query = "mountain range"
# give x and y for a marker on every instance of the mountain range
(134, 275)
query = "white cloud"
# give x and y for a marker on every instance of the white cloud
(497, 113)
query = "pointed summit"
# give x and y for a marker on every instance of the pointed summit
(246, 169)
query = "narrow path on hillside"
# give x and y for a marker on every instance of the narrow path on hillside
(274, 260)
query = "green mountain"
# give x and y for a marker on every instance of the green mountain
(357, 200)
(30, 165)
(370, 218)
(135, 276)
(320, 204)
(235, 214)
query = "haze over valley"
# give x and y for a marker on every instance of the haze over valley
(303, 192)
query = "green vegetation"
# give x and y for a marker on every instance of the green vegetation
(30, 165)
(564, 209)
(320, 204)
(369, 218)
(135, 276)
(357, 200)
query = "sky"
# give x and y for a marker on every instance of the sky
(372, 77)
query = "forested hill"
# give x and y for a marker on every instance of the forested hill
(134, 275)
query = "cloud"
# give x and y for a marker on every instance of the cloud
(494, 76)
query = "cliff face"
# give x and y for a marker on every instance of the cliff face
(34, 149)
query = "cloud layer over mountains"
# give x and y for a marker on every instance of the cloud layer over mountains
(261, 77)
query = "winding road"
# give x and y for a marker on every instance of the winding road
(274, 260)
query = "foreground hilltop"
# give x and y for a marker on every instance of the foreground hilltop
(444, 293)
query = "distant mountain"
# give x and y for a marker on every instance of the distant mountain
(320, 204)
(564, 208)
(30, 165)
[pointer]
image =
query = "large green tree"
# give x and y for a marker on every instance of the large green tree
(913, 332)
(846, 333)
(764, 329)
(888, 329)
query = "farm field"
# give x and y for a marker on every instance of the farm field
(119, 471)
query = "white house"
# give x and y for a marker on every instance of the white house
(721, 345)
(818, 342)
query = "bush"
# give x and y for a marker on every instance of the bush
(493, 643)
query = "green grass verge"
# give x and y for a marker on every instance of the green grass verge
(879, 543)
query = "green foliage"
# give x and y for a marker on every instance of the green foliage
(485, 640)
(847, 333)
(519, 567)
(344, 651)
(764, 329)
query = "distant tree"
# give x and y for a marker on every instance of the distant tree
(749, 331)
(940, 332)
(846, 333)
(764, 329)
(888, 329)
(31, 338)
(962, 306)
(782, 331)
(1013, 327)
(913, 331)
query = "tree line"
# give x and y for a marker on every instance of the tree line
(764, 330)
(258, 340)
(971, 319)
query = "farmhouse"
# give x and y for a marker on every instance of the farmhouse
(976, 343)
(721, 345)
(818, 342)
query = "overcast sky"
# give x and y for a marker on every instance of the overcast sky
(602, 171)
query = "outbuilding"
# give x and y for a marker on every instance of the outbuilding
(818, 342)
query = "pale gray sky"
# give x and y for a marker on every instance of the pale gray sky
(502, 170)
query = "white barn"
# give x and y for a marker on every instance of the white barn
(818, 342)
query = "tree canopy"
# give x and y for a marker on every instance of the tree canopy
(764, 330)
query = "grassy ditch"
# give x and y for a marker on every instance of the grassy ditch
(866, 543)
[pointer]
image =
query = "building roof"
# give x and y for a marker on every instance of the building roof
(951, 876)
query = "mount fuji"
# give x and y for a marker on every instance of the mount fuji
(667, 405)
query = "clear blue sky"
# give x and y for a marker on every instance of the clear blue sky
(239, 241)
####
_Given request_
Each line of the material should be echoed exactly.

_Task solution_
query = "mountain range"
# give x and y for a marker on every instance of the mountain range
(134, 275)
query = "white cloud"
# give x and y for a marker on every instance of the white cloud
(497, 113)
query = "pointed summit"
# give x and y for a marker on every instance of the pointed summit
(246, 169)
query = "narrow path on hillside"
# give x and y for a marker on every instance of the narrow path on hillside
(274, 260)
query = "green mountain"
# give x and y for a marker on every instance of the green mountain
(357, 200)
(30, 165)
(370, 218)
(135, 276)
(320, 204)
(235, 214)
query = "haze over valley"
# give x and y for a marker on every instance of the haze over valley
(303, 192)
query = "green vegetation"
# give x and y for a marker on every instance of the green vegetation
(30, 165)
(564, 209)
(320, 204)
(369, 218)
(135, 276)
(357, 200)
query = "sky"
# give x and y for a marker on every instance of the sky
(372, 77)
query = "forested hill"
# give x and y for a marker on every instance of the forested hill
(134, 275)
query = "cloud"
# give x and y for a marker on every instance of the cloud
(494, 76)
query = "cliff face"
# give x and y for a marker on every instance of the cliff face
(34, 149)
query = "cloud layer over mountains"
# give x and y for a marker on every instance of the cloud layer over mountains
(261, 77)
query = "winding road"
# give x and y for a marker on every instance of the winding road
(274, 260)
query = "foreground hilltop"
# give x and y for a marker on every instance of the foreground hilltop
(444, 293)
query = "distant mountain"
# give x and y for a marker on every instance of the distant mountain
(320, 204)
(564, 208)
(30, 165)
[pointer]
image =
query = "large green tree"
# give x and y for a marker on every instance of the large green tree
(913, 332)
(846, 333)
(764, 329)
(888, 329)
query = "farm field"
# give x and y for a marker on every instance of the farm field
(119, 471)
query = "white house"
# give x and y for a marker on every instance of the white house
(721, 345)
(818, 342)
query = "bush"
# give x and y for a marker on every instance of the bush
(493, 643)
query = "green grass verge"
# give x and y for a marker on every instance of the green grass verge
(879, 543)
query = "green foliage"
# give x and y for a marker on every instance of the green foliage
(485, 640)
(847, 333)
(519, 567)
(344, 651)
(764, 329)
query = "distant tree"
# give x and y for a marker on every instance of the distant tree
(749, 331)
(940, 332)
(846, 333)
(764, 329)
(888, 329)
(31, 338)
(962, 306)
(782, 331)
(1013, 327)
(913, 331)
query = "tree line"
# give x and y for a marker on every instance of the tree line
(764, 330)
(258, 340)
(971, 319)
query = "farmhouse"
# give x and y for a marker on every instance of the farmhouse
(976, 343)
(721, 345)
(818, 342)
query = "overcast sky"
# give x and y for a marker on every instance of the overcast sky
(602, 171)
query = "outbuilding"
# give x and y for a marker on every instance of the outbuilding
(818, 342)
query = "pale gray sky"
# give x and y for a marker on every instance of the pale gray sky
(502, 170)
query = "white barn"
# give x and y for a marker on every instance of the white barn
(818, 342)
query = "tree canopy"
# give x and y for a marker on every instance of the tree canopy
(764, 330)
query = "grassy ditch"
# give x and y for a marker on every instance of the grassy ditch
(866, 543)
[pointer]
image =
query = "building roof"
# give x and y for a marker on every instance of the building roof
(951, 876)
query = "mount fuji"
# give x and y for a marker on every instance of the mount fuji
(667, 405)
query = "clear blue sky"
# give x and y for a marker on every instance of the clear blue sky
(239, 241)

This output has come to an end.